- **Short problem**: Repeat the material from its start through the line containing "[167,0,334,236]", but replace "wet pavement" with "dry pavement" and leave everything else as it is.

- **Raw data**:
"""
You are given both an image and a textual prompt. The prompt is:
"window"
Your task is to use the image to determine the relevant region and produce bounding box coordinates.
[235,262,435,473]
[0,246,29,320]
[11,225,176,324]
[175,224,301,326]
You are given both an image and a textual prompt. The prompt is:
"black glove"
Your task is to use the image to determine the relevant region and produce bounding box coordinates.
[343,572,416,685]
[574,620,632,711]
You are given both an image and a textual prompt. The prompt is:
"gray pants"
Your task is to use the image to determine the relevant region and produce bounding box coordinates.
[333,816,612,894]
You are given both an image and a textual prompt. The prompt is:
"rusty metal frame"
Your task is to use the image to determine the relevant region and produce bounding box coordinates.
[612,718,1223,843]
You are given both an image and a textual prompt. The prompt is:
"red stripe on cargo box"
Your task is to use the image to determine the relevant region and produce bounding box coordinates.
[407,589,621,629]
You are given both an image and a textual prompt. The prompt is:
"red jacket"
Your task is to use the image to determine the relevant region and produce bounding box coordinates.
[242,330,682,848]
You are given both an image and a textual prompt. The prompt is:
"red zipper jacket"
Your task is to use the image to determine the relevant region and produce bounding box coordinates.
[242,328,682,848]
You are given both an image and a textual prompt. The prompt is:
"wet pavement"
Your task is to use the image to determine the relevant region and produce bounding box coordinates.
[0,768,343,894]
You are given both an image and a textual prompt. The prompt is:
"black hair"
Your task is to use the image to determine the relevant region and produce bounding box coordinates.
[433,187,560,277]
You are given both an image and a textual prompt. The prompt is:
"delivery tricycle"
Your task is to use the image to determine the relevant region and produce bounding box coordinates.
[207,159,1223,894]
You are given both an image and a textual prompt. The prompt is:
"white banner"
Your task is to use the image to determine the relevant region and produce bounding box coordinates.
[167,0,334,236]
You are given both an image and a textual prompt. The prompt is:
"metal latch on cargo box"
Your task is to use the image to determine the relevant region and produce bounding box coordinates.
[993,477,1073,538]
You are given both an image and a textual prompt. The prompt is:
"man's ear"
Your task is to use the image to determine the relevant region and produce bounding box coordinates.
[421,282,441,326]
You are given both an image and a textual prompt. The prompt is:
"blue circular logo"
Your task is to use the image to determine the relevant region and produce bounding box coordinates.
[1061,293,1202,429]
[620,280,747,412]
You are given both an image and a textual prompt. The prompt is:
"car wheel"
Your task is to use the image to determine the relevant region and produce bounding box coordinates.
"""
- **Final result**:
You are given both an image and a textual prompt. The prompt is:
"window"
Your task is to use the image to determine the relevant region and produce bounding box coordinates.
[235,262,435,473]
[0,246,29,320]
[11,225,176,324]
[175,224,301,326]
You are given both an image and a textual prompt. The prompt is:
"black glove"
Your task is to use the image to determine the relevant region and produce bounding box coordinates.
[343,572,416,685]
[574,620,632,711]
You are given both an image and a textual prompt. The prompt is:
"gray pants"
Your task is to use the image to determine the relevant region and produce bounding box coordinates.
[333,816,612,894]
You are given both an image and a textual prompt. The prompt is:
"rusty metal frame"
Your task is to use the image to determine the relevant region and produce bounding box coordinates.
[612,718,1223,843]
You are given both an image and a textual prompt. The prompt is:
"red stripe on cargo box"
Your task is to use the image to determine the relevant region and produce bounding box coordinates.
[407,589,621,629]
You are given both an image and a textual prompt. The prompt is:
"red jacket"
Your task is to use the image to determine the relevant region and produce bounding box coordinates.
[242,330,682,848]
You are given both an image and a textual prompt. The prompt is:
"red zipper jacket"
Your task is to use the image to determine the relevant region and produce bounding box coordinates.
[242,328,682,848]
You are given both an image and a textual prompt. The prompt is:
"dry pavement"
Your task is to use the image to determine the relevant region and produce bounding box coordinates.
[0,768,343,894]
You are given both an image and a textual prompt. The prompt is:
"black hair"
Your task is to use the image to determine the relevant region and produce bounding box coordinates.
[433,187,560,277]
You are given both an image and a textual prompt. The prompt is:
"delivery tricycle"
Your task is to use the image to determine the relevant region and produce bounding box coordinates.
[207,159,1223,894]
You are given both an image and a textual prompt. The prompt is:
"white banner"
Your task is to use the image to determine the relevant region and produce bounding box coordinates.
[167,0,334,236]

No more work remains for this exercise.